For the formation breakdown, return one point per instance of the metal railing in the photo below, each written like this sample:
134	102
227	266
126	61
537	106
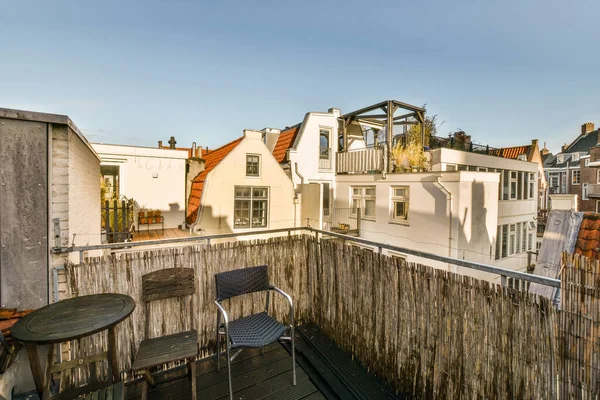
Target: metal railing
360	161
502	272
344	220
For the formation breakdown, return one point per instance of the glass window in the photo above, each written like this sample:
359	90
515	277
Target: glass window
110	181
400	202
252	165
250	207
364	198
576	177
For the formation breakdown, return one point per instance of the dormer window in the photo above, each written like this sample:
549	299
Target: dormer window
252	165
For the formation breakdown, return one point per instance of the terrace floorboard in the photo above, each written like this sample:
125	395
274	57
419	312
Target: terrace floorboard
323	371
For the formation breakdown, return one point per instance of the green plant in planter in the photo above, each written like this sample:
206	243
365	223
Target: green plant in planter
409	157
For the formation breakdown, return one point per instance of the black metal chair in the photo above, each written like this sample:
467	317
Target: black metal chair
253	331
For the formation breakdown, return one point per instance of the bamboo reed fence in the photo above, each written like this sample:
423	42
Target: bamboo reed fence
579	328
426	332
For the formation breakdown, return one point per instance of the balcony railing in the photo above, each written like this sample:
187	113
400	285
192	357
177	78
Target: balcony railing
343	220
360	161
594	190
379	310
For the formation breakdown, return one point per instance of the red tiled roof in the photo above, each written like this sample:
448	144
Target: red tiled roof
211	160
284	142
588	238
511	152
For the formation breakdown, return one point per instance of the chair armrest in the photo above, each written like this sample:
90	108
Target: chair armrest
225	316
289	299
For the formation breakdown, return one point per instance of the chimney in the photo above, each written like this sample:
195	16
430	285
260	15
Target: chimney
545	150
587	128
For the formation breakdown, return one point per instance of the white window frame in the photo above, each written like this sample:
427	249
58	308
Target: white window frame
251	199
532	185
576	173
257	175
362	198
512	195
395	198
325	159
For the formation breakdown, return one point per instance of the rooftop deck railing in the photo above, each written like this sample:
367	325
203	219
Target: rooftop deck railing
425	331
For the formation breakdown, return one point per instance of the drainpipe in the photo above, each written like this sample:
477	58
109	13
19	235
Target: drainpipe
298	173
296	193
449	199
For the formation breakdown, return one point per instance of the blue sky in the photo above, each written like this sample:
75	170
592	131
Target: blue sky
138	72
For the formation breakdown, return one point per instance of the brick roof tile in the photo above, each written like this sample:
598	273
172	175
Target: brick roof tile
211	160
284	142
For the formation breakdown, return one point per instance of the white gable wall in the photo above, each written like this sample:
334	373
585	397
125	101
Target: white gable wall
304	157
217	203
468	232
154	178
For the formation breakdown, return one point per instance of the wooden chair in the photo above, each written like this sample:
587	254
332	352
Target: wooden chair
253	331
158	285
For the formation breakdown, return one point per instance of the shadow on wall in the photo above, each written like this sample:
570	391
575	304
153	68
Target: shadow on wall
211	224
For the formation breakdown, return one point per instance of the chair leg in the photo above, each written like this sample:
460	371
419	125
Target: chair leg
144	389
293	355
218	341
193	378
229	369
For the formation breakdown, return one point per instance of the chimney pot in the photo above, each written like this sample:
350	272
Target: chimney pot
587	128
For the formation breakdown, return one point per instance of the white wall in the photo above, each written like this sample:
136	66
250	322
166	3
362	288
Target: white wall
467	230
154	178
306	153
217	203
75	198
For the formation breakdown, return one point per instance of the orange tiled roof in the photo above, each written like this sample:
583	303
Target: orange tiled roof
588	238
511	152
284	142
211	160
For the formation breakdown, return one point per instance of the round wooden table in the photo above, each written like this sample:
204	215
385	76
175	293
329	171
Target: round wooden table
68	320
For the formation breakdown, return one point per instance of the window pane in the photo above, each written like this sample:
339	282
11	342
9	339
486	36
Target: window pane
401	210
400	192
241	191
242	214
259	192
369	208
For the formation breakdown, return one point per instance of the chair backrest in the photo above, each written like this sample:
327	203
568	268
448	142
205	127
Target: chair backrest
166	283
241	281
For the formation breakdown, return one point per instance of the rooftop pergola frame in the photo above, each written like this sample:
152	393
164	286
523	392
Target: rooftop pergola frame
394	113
——————————
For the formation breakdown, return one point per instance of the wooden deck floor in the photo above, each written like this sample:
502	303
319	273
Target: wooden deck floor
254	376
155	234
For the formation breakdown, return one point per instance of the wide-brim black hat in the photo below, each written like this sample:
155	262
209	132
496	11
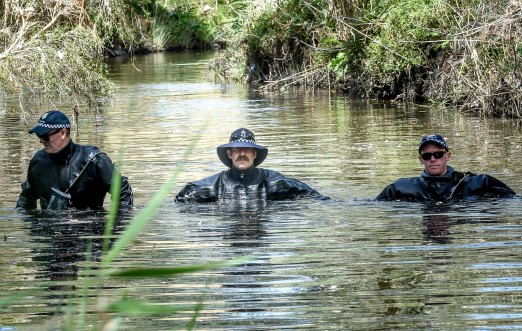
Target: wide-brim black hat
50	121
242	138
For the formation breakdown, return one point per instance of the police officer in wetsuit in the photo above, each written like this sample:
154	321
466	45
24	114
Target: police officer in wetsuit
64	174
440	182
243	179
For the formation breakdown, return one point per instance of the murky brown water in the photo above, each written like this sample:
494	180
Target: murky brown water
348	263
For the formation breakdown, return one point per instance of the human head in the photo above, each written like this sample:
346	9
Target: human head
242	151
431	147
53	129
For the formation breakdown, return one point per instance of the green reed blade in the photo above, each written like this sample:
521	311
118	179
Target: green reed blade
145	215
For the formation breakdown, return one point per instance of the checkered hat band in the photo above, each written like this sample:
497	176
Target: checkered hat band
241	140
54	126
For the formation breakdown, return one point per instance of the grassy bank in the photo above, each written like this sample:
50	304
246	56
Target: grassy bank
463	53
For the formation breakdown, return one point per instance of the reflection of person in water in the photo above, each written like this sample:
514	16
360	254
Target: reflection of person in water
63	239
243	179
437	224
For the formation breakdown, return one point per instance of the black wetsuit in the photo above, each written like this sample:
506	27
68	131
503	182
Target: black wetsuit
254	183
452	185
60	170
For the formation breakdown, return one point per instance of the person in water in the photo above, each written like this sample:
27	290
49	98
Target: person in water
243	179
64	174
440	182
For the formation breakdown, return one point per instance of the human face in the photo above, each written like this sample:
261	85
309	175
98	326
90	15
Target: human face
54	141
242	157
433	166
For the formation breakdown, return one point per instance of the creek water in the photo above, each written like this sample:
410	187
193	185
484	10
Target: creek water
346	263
——————————
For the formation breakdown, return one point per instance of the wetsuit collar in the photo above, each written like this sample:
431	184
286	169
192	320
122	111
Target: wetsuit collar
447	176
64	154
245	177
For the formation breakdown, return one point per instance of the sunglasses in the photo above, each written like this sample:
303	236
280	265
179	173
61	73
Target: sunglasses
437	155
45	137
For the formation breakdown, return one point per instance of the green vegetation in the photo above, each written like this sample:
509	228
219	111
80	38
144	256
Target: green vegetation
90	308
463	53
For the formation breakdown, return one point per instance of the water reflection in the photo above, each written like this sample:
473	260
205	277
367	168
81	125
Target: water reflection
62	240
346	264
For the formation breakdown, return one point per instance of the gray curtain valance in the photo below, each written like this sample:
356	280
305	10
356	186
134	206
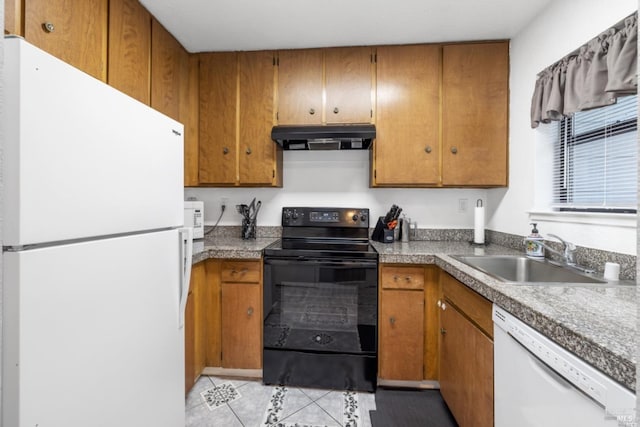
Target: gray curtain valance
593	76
——————————
What belongs in the answer is each line from the listing above that contains "below".

> **Solution to the problem**
For the formation breakdown, return one point per instance of the metal railing in the photo below, each written like this sample:
For the formation breakdown, return one point per instance of the wide-brim black hat in the photo below, each written like this sample:
For the formation breakdown, return one point per instance of the gray curtain valance in the photo below, each written like this sample:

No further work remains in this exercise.